-- Start of STORED RECORDS --

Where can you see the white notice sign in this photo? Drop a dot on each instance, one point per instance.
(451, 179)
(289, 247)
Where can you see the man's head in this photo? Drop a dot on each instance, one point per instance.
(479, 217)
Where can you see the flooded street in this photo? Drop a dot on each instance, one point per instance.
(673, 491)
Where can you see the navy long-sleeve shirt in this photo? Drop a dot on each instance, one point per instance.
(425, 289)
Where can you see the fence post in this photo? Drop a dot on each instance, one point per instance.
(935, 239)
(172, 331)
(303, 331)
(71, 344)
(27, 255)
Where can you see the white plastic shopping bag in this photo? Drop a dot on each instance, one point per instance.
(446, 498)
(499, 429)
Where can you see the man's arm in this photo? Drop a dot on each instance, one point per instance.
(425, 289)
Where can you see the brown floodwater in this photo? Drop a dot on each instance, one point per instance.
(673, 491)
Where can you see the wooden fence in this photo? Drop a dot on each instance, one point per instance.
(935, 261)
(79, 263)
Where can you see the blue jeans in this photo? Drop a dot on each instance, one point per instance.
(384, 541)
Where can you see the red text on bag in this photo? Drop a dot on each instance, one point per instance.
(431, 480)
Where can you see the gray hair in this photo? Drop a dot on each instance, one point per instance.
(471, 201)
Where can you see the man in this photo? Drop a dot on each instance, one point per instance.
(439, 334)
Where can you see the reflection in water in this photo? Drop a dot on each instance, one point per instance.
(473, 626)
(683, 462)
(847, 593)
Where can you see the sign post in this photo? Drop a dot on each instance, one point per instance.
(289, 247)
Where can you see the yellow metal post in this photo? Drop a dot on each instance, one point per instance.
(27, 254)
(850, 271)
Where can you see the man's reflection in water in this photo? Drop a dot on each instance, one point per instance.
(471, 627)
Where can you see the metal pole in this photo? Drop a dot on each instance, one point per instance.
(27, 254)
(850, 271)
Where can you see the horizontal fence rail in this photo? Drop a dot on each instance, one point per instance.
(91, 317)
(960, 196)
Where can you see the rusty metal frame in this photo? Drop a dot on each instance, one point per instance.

-- End of STORED RECORDS --

# THE REQUEST
Turn the stretch from the line containing "Where can you see the yellow" through the end of the rows into a JSON list of strings, one string per line, skipping any blank lines.

# FULL SOLUTION
[
  "Where can you see the yellow metal post in this photo? Drop a dot on each instance, one point per instance.",
  "(27, 254)",
  "(850, 271)",
  "Where can you see the man's reflection in water in this photo? Drop a dot on each instance, one point per instance.",
  "(471, 627)",
  "Where can you see the metal pole in this photo? Drop a dot on each instance, one point per instance.",
  "(27, 254)",
  "(850, 271)",
  "Where can you see the horizontal fence rail in this photo? Drop a dot on each instance, one point per instance.",
  "(91, 317)",
  "(960, 196)",
  "Where can you see the rusty metal frame in this photo? Drop a dot on each instance, one point per instance."
]